Page excerpt.
• • •
Generally, any operations related to time require additional
windows, and this requirement makes the storyboard editing method
more complex than the related art timeline editing method.
[0022] The related art storyboard method may not be a linear
approach, but it still has influence on the linear approach. For
example, the transition is defined as an indication to segue from
one video clip to another. Accordingly, only two video clips are
involved. This is a rule in linear editing methods. But, at
present, simultaneous processing of three video sources is required
to obtain good performance. Thus, the related art fails to meet the
performance requirement for video editing.
SUMMARY OF THE INVENTION
[0023] The present invention provides a task-oriented nonlinear
hypervideo editing method and apparatus for efficiently performing
an editing process by providing a novel descriptor language for
user's editing actions, dynamically controlling the editing
process, and expressing the results of the edition in the XTL.
[0024] a nonlinear video editing method is provided that includes
expressing a user action to be selected and performed as a template
that includes a component, and described in an extended Markup
Language (XML), and performing the user action and rendering a
result of the user action.
• • •
Aim A. Count the lines in the records that contain the word "floral", and give only that number.
The video editing excerpt and the records were taken from unrelated sources.

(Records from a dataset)
• • •
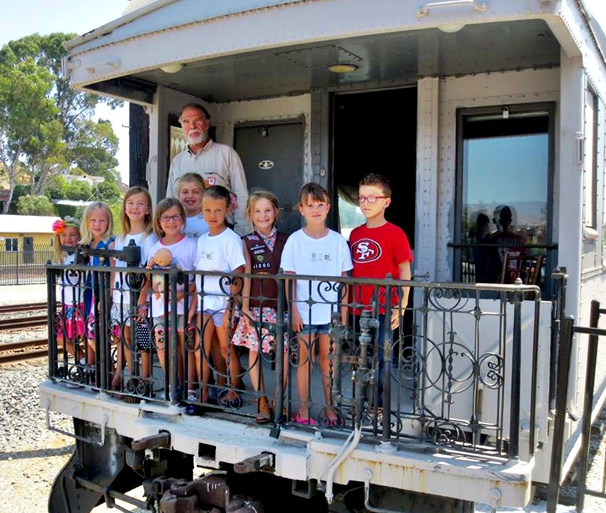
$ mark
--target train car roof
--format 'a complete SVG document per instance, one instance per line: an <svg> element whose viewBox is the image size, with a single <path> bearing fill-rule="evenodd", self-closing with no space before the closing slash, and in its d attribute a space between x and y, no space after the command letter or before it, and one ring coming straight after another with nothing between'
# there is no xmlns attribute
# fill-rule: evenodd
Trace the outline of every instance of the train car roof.
<svg viewBox="0 0 606 513"><path fill-rule="evenodd" d="M606 38L582 1L419 4L140 0L68 42L66 68L76 88L141 103L152 103L158 86L232 101L557 67L560 50L592 61L592 80L605 80ZM355 70L327 71L335 63Z"/></svg>

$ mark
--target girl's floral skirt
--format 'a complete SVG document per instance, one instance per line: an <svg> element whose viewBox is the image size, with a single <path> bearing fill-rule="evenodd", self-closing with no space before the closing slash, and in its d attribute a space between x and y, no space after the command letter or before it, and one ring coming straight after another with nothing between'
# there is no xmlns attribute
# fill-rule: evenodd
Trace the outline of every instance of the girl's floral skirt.
<svg viewBox="0 0 606 513"><path fill-rule="evenodd" d="M264 306L262 309L253 306L250 311L255 320L248 319L248 323L245 320L246 316L240 312L240 320L232 338L232 343L258 351L260 337L260 346L263 353L275 351L275 327L277 319L276 309L270 306ZM284 331L284 351L288 349L287 342L288 333Z"/></svg>

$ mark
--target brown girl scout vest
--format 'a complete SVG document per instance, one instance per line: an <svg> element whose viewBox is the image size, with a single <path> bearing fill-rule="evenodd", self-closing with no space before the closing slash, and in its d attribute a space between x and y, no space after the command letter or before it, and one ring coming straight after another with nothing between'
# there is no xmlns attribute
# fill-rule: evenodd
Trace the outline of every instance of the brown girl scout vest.
<svg viewBox="0 0 606 513"><path fill-rule="evenodd" d="M261 237L253 232L242 237L242 242L250 255L253 274L277 274L279 270L280 259L286 239L287 234L276 234L276 243L274 251L269 250ZM263 299L260 298L262 296ZM267 276L265 279L252 279L250 285L250 306L277 307L276 299L278 296L277 282Z"/></svg>

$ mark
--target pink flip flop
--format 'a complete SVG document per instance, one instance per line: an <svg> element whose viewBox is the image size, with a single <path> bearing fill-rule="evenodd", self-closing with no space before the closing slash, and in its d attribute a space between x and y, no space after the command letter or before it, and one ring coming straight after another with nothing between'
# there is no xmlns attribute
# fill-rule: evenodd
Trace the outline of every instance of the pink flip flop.
<svg viewBox="0 0 606 513"><path fill-rule="evenodd" d="M294 420L294 422L296 422L297 424L304 424L305 425L317 425L318 424L311 417L304 419L299 412L297 412L297 415L292 418L292 420Z"/></svg>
• • •
Aim B. Duplicate the passage of the video editing excerpt from "[0024] a nonlinear" up to and including "the user action.".

Finished answer A. 2

Finished answer B.
[0024] a nonlinear video editing method is provided that includes
expressing a user action to be selected and performed as a template
that includes a component, and described in an extended Markup
Language (XML), and performing the user action and rendering a
result of the user action.